▸ Selected excerpt:
>> begin
Tuesday 27 September 2016

Riotous Assembly


Tom Sharpe Riotous Assembly (1971)
More steps retraced, and this time to a book originally borrowed from the same kid who lent me John Keel's Strange Creatures from Time and Space. I can't have been much older than thirteen, and he insisted I read the thing because it was funny; so Riotous Assembly being neither a Doctor Who tie-in, nor anything I'd been obliged to read by my English teachers at school - not that they made much effort in that direction - it might be argued that this was the first proper book I ever read, at least in terms of fiction and things with literary aspirations.

Amazingly, it's as funny as I remember it being, although I'm reading it with very different eyes this time around. The era of its origin is now a foreign land, as is particularly clear from the other titles you might enjoy described in the last couple of pages:

His Lordship was what the girls in a posh boarding school called William their handsome tennis coach. They laid traps for him. They teased him. They were very fond of him. Very fond. That is why William is in a prison cell when the story opens...

His Lordship by Leslie Thomas is about a girls' school that makes St. Trinians sound like a nunnery, according to some guy from The Listener, which means they probably suck his dick and rub their tits in his face and all that. Cor!!!

Then there's Paul Sample's wonderful cover art featuring, I could hardly fail to notice, black African tribesmen depicted as cartoonists tended to depict black African tribesmen in the seventies, and for a moment I had a horrible feeling I might be about to re-engage with something which would turn out to be a bit more Jim Davidson than I like these days, what with it being set during South Africa's Apartheid regime and all.

Thankfully my fears were unfounded.
>> end
▸ Information shown:
>> begin
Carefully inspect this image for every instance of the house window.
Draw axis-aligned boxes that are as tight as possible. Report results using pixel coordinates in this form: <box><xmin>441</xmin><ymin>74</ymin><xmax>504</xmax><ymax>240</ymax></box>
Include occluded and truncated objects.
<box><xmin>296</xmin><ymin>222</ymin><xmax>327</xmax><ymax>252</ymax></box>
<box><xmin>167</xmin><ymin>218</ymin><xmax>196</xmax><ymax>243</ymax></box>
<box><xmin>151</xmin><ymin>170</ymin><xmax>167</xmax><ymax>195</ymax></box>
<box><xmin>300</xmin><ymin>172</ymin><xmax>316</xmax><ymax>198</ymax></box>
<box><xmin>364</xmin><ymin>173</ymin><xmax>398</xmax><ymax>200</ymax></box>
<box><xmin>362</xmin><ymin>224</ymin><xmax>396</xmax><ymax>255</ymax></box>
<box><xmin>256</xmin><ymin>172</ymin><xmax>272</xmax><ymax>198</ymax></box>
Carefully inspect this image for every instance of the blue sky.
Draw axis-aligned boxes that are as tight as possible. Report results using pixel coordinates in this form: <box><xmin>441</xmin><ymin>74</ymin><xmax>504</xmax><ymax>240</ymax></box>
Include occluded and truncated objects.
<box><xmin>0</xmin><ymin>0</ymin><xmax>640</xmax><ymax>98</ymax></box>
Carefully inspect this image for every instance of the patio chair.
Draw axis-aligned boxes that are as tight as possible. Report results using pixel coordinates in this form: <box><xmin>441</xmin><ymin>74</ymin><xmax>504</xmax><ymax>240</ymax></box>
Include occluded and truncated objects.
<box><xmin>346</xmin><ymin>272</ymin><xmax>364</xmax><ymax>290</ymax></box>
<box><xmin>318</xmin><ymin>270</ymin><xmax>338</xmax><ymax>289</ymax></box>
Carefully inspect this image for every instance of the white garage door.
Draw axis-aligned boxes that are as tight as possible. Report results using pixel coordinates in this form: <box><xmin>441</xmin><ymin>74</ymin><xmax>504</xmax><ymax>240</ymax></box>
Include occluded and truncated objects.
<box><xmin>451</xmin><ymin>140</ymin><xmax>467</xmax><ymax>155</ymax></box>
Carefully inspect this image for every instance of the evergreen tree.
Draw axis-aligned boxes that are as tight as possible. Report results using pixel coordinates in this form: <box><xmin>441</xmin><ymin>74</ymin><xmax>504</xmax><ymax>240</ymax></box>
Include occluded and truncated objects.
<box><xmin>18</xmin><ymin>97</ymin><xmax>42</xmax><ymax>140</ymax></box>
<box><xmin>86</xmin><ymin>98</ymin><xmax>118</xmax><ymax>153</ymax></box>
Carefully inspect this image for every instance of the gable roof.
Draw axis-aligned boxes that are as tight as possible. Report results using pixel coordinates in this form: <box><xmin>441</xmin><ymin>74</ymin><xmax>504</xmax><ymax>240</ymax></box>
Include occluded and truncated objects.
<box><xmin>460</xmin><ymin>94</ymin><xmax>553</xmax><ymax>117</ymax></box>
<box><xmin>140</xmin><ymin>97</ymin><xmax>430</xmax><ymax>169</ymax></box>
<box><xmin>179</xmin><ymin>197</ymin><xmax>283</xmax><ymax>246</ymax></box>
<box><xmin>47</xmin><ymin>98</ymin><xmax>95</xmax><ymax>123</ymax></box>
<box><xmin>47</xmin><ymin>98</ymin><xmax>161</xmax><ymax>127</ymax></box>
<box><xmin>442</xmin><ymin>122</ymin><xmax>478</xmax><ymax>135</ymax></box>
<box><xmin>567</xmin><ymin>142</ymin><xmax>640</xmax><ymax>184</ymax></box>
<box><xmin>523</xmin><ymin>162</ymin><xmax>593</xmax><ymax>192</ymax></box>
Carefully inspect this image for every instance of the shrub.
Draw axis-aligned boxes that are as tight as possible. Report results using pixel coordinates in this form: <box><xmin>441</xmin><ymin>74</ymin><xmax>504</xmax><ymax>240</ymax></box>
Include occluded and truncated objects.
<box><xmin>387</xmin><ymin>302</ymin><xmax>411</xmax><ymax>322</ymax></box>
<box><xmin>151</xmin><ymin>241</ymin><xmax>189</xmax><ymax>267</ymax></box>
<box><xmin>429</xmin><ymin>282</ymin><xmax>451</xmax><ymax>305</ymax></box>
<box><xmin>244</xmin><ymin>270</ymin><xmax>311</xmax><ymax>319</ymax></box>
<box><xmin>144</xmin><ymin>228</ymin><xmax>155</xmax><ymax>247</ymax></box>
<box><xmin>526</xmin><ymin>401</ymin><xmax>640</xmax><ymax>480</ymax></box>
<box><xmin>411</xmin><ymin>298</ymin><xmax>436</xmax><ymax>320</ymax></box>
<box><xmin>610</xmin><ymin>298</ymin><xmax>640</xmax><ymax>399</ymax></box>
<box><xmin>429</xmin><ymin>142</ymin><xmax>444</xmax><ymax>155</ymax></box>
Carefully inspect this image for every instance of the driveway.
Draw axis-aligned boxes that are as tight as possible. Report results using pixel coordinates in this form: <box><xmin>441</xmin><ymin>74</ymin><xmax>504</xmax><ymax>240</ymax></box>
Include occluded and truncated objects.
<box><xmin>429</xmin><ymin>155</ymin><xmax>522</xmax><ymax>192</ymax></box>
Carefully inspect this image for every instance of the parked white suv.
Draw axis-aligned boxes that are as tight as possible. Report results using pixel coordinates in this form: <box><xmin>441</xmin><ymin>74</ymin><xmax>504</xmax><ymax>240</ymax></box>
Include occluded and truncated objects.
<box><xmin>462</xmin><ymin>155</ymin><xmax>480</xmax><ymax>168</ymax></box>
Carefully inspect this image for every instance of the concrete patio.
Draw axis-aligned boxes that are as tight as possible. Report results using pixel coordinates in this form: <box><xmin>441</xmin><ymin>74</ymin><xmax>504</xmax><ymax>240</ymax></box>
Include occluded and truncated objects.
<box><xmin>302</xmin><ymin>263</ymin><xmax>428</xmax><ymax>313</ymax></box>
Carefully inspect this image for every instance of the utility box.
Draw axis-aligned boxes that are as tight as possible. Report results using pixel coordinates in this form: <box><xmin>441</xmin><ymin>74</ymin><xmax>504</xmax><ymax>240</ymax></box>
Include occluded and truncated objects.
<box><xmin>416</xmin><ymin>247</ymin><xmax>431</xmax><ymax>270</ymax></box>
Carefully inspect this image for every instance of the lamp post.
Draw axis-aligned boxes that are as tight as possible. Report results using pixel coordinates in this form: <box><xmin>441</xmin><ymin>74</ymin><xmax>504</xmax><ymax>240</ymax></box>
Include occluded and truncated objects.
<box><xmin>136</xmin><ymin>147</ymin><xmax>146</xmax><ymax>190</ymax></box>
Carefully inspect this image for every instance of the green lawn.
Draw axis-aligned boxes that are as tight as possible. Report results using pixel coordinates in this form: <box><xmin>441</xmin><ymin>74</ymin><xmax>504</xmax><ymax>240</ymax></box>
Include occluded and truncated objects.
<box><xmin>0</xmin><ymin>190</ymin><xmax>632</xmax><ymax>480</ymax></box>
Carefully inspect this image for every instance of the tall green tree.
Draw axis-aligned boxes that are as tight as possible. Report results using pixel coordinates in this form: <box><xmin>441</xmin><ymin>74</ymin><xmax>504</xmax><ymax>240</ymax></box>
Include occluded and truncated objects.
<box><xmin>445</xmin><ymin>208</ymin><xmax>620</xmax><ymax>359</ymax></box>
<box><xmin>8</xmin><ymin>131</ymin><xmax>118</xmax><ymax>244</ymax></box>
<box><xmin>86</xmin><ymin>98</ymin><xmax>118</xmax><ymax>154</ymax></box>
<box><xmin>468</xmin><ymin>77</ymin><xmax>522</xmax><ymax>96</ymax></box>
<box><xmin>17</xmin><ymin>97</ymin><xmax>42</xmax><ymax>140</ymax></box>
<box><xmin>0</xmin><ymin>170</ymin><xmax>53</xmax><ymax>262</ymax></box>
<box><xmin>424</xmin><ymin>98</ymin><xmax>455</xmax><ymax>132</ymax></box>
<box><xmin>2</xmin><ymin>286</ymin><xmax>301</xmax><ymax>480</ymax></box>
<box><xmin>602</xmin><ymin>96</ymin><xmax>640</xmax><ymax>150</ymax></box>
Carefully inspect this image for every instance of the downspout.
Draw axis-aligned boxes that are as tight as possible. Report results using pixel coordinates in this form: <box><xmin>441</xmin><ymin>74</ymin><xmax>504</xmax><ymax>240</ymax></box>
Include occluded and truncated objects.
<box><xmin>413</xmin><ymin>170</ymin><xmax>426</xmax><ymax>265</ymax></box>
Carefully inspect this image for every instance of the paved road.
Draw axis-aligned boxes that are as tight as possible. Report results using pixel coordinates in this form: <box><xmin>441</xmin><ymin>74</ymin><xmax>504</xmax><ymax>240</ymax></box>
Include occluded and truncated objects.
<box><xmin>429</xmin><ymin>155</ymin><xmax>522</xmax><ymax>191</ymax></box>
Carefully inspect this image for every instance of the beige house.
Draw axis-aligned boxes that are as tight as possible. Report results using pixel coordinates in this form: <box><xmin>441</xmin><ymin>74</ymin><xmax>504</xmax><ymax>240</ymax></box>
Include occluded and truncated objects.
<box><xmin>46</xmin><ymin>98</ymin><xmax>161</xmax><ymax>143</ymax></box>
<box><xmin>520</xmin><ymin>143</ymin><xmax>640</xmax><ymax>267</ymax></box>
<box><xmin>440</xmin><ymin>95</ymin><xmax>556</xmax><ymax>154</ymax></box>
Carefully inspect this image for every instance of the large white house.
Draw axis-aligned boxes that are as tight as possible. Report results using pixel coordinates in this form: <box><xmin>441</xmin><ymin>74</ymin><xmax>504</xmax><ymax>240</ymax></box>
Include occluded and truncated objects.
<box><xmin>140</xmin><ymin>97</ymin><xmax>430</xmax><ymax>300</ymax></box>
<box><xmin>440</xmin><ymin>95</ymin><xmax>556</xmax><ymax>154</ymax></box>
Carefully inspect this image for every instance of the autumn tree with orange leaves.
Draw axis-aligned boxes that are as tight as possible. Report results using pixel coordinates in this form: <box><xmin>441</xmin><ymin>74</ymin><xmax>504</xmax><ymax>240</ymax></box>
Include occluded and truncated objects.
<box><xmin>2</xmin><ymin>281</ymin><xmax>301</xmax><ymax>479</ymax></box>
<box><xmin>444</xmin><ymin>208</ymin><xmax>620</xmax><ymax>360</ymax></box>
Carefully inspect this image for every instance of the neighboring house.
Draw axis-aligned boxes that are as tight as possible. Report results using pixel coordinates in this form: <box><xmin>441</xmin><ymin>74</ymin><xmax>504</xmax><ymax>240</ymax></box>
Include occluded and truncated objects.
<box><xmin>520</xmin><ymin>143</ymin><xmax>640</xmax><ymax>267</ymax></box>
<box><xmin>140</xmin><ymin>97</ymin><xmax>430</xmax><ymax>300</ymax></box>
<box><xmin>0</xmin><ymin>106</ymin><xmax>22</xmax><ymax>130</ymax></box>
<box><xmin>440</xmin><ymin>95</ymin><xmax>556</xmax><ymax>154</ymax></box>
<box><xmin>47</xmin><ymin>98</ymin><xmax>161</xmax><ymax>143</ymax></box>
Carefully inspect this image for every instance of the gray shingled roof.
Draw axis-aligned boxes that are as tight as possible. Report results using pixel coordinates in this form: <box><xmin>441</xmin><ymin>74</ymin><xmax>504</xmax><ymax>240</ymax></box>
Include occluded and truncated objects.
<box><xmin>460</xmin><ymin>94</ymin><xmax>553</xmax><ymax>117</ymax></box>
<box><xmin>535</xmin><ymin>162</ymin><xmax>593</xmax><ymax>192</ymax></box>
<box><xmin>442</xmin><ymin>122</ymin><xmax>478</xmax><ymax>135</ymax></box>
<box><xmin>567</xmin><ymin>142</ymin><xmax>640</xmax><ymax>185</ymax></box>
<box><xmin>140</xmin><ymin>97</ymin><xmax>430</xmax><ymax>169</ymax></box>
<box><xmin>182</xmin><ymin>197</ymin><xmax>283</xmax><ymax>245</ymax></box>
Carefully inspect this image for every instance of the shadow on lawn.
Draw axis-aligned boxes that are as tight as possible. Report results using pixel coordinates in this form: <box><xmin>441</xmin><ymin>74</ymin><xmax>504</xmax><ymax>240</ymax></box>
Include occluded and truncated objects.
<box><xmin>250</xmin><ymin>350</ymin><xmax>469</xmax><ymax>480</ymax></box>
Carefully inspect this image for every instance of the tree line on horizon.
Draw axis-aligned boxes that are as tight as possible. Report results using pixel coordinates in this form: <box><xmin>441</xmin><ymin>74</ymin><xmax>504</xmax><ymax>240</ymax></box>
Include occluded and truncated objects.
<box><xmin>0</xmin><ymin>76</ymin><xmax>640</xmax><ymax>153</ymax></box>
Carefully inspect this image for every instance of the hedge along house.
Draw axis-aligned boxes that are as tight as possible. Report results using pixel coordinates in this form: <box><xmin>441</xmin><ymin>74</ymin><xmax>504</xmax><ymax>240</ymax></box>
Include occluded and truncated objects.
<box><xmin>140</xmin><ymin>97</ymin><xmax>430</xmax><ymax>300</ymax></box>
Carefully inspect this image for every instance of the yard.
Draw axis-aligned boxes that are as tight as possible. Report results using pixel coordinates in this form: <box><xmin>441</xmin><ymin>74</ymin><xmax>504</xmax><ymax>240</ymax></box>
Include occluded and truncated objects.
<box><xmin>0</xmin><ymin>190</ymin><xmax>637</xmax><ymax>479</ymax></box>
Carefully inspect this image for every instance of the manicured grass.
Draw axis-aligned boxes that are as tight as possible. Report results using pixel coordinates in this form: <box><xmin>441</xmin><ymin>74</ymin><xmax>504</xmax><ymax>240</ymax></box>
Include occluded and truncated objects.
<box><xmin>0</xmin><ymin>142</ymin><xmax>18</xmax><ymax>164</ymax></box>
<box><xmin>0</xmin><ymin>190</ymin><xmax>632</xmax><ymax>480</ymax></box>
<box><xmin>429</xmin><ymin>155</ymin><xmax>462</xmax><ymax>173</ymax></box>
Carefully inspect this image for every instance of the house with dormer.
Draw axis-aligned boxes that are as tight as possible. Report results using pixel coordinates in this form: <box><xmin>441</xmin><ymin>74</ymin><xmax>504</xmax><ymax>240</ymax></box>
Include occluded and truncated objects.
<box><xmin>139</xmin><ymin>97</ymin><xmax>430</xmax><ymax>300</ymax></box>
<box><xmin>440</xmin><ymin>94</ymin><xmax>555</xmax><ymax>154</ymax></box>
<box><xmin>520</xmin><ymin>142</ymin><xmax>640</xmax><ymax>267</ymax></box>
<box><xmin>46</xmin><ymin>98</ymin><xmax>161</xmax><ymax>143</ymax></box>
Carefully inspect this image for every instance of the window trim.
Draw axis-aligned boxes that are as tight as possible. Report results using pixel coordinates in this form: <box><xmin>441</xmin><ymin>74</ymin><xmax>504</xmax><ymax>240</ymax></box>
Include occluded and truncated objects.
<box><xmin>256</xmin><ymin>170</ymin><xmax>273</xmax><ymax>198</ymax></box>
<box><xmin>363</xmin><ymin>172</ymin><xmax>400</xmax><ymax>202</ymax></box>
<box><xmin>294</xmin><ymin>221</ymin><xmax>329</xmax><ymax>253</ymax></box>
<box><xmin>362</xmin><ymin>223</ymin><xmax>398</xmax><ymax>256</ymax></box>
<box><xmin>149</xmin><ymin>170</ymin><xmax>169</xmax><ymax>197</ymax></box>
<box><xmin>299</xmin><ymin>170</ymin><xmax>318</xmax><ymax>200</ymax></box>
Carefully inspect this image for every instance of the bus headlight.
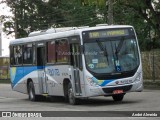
>> end
▸ Task instructions:
A – List the titles of the books named in the Riotous Assembly review that comes before the rows.
B – Please repeat the Riotous Assembly review word for word, everything from "His Lordship was" down to "all that. Cor!!!".

▸ Results in order:
A –
Riotous Assembly
Strange Creatures from Time and Space
His Lordship

B –
His Lordship was what the girls in a posh boarding school called William their handsome tennis coach. They laid traps for him. They teased him. They were very fond of him. Very fond. That is why William is in a prison cell when the story opens...

His Lordship by Leslie Thomas is about a girls' school that makes St. Trinians sound like a nunnery, according to some guy from The Listener, which means they probably suck his dick and rub their tits in his face and all that. Cor!!!